● Exercise goal
Output the data below in full, byte for byte. Nothing may differ.

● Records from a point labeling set
....................

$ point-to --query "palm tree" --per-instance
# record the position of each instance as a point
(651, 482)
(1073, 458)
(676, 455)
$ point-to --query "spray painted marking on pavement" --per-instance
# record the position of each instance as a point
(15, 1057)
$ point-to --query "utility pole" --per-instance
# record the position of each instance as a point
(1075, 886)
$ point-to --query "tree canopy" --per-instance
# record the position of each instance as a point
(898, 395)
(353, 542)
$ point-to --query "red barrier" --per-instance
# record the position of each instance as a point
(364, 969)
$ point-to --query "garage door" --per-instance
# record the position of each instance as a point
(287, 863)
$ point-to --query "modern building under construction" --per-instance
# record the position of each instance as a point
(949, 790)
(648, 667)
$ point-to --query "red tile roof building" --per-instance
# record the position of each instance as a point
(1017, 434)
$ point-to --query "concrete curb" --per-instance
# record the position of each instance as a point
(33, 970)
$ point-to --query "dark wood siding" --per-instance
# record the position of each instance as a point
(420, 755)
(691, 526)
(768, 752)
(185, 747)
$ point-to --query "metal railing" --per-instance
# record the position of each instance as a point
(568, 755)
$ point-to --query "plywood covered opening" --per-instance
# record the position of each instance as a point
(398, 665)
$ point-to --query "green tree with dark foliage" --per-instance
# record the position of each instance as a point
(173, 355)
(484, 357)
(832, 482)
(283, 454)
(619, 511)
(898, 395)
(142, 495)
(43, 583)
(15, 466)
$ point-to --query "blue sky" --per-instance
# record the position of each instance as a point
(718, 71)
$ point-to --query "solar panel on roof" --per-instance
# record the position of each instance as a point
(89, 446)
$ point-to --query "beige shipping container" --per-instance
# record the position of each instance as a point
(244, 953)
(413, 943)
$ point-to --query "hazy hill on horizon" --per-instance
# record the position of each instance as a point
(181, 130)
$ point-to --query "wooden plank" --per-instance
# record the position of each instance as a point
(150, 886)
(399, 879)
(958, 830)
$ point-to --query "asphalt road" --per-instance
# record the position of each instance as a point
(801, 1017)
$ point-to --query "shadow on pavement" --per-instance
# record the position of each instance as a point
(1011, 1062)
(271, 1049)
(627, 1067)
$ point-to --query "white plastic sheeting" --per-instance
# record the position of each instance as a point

....................

● Result of this exercise
$ point-to --query "palm tree" --per-instance
# record the position of each instance as a point
(651, 482)
(1073, 458)
(676, 455)
$ point-to --query "spray painted marking on pavement" --per-instance
# record the position of each instance as a point
(15, 1057)
$ point-to --query "utility pole" --per-instance
# record the position of each instance as a point
(1075, 886)
$ point-to --query "tree canopy" --per-instance
# record the position of each instance as a point
(898, 395)
(353, 542)
$ point-to --query "red barrier" --per-instance
# record the position of each instance as a point
(364, 969)
$ point-to --query "garage door" --per-instance
# record the position of each instance as a point
(287, 863)
$ point-to --query "modern building under construction" --per-instance
# record the position of each instance as a point
(949, 790)
(648, 667)
$ point-to --query "red tile roof building" --per-instance
# record the position of each instance as a point
(1017, 434)
$ point-to --query "concrete curb" --per-instance
# record the position of each instance as a point
(33, 970)
$ point-to --query "dark wood siding" --per-instance
# record the position of each instance as a point
(420, 755)
(691, 526)
(768, 752)
(185, 747)
$ point-to --query "metal railing" --per-instance
# record the position of each instance as a point
(568, 755)
$ point-to --query "plywood covered opening" --per-instance
# record the position of each instance as a point
(398, 665)
$ point-to --query "green tree with dark foliage" --per-instance
# record the position of each instance as a point
(173, 355)
(484, 357)
(832, 482)
(283, 454)
(619, 511)
(898, 395)
(142, 495)
(43, 583)
(15, 466)
$ point-to --query "blue sky" --per-instance
# record the position of each instance as a point
(718, 71)
$ point-to --query "solar panel on roof" --per-instance
# record the position of each instance as a point
(89, 446)
$ point-to --query "beige shipping container" --per-instance
# record the position of each instance as a point
(244, 953)
(413, 943)
$ point-to --query "hazy hill on horizon" --per-instance
# record the position of each instance as a point
(181, 130)
$ point-to --query "wooden plank" --per-instance
# record the position of each instance as a point
(150, 886)
(399, 879)
(958, 830)
$ point-to --query "asphalt road" --per-instance
# record the position of each instance as a point
(801, 1017)
$ point-to --query "shadow on pavement" --per-instance
# record the position of each instance as a point
(1011, 1062)
(271, 1049)
(627, 1067)
$ point-to --query "white plastic sheeting" --per-instance
# record the position of each instance as a point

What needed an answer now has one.